[Natural-language object grounding data]
»»

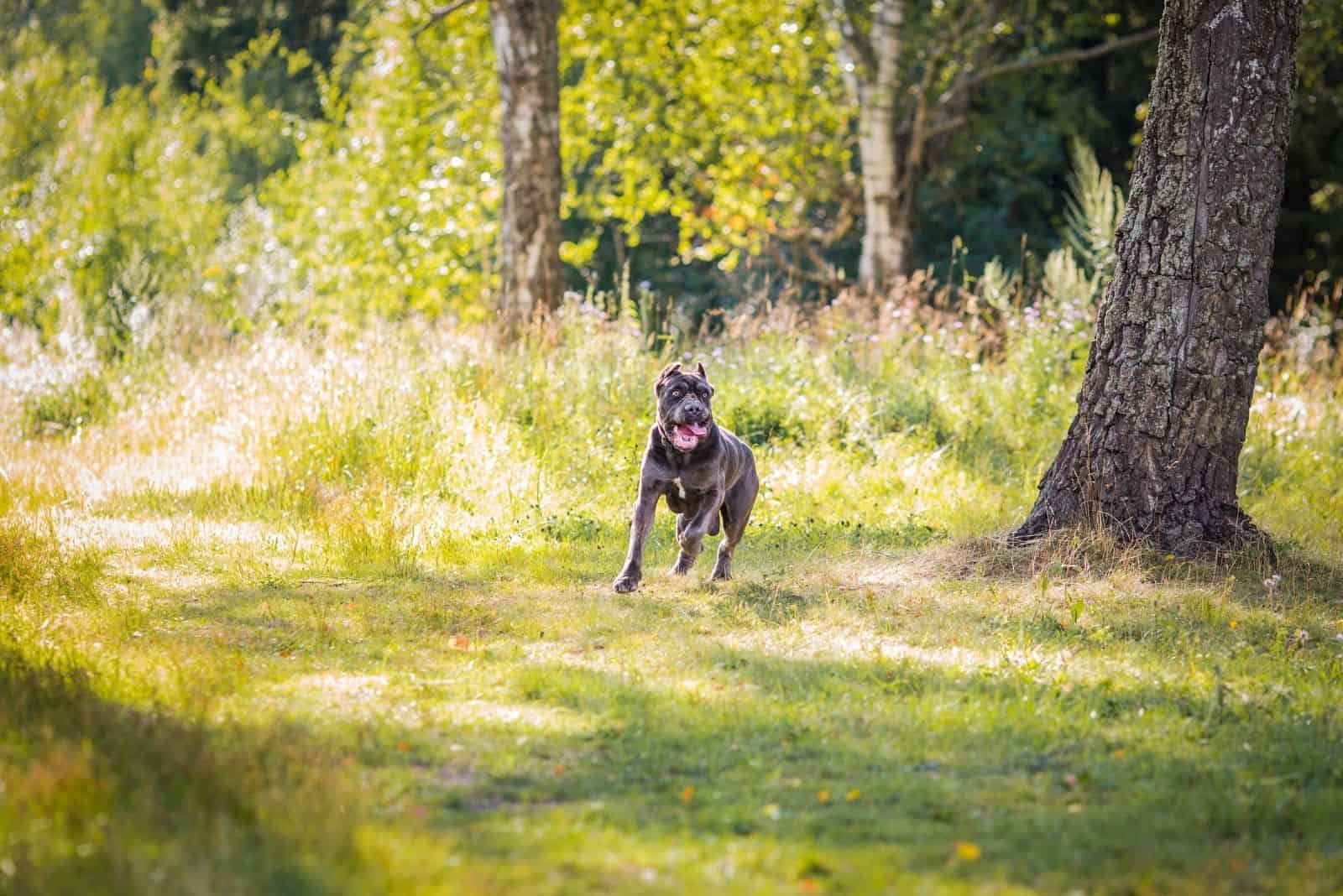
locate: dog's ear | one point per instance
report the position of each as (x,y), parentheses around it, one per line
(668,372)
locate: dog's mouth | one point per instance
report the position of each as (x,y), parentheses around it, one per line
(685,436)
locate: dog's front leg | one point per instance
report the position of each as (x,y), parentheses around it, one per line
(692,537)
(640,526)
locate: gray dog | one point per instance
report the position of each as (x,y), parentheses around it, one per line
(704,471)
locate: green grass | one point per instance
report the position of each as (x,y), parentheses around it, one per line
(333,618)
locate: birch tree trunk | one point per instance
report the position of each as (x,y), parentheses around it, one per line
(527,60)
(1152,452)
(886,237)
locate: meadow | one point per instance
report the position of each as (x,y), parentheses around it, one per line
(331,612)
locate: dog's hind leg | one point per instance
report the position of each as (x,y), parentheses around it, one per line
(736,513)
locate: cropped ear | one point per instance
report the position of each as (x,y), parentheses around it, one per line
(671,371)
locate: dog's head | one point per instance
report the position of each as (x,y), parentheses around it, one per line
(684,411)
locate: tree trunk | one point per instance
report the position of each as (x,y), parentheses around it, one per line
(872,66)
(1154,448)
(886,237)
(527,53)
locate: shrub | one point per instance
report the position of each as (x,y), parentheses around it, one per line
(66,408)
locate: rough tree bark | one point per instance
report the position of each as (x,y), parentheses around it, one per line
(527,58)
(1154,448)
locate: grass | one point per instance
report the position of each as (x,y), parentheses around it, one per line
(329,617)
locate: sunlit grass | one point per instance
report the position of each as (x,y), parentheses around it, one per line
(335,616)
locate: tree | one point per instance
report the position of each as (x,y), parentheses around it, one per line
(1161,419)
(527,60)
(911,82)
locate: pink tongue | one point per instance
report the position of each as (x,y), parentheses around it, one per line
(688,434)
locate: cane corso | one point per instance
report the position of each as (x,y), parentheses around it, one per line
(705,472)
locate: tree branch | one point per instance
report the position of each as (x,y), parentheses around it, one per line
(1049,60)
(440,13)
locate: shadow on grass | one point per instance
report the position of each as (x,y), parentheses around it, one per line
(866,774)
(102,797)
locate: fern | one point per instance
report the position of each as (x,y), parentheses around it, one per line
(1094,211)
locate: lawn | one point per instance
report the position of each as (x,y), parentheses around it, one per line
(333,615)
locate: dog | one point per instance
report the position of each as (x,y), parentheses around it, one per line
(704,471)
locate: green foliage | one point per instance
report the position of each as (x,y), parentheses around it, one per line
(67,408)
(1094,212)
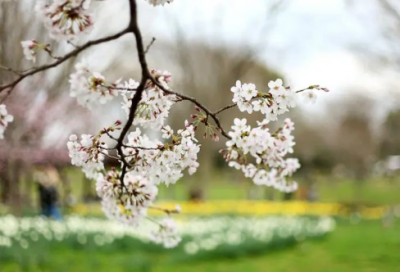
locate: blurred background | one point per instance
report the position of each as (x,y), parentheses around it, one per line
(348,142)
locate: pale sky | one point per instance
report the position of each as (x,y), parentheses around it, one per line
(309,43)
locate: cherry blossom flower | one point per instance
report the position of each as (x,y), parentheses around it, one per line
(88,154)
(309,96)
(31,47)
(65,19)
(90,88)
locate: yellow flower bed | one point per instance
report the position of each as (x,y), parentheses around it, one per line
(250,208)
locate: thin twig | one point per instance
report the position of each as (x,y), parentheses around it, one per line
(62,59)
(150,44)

««

■ **TASK DIRECTIONS**
Pictures must be left out. Repeat exactly the lines from the one containing "locate: sunlit grass | one point per instance" through the final line of the data.

■ **ANSWER TO THIS EXERCISE**
locate: sunlit grass | one point per instance
report the position of each as (x,y), parentheses around it, one per line
(335,616)
locate: tree | one point per instance
report the position of each as (x,y), parentheses around it, one per line
(1161,419)
(527,60)
(911,82)
locate: pink tongue | one point per instance
report the position of each as (x,y), parentheses around it, one per line
(688,434)
locate: cane corso | one point per instance
report the position of each as (x,y), parentheses around it, one per line
(705,472)
locate: tree branch | one point per instance
report the position of each as (x,y), parentheses around it, one per line
(1049,60)
(440,13)
locate: shadow on grass | one point per instance
report the position of each as (x,y), parentheses around it, one per line
(866,774)
(102,797)
locate: fern | one point per instance
report the position of each as (x,y), parentheses around it, one per line
(1094,211)
locate: lawn | one point per instance
report the position of each as (x,y), parentheses around it, one per line
(333,615)
locate: dog | one point per instance
report the position of each as (x,y), parentheses around it, one per line
(704,471)
locate: green foliage | one point per instance
report the position of each as (x,y), parentheses around it, one per line
(67,408)
(1094,212)
locate: blurred background | one point per instance
report the position of each as (x,y), parentheses around it, one per line
(348,142)
locate: pale sky | one point per instance
report the position of each as (x,y), parentheses around it, one per line
(309,43)
locate: cherry blossom flower | one point per instance
report the position of each as (x,y), parentheses around it, one per line
(88,154)
(309,96)
(31,47)
(65,19)
(90,88)
locate: yellow flower bed | one point per instance
report the position of each as (x,y), parentheses around it, one per line
(250,208)
locate: thin twig | one point per instance
report the position of each as (x,y), parentheses around it, one per line
(62,59)
(150,44)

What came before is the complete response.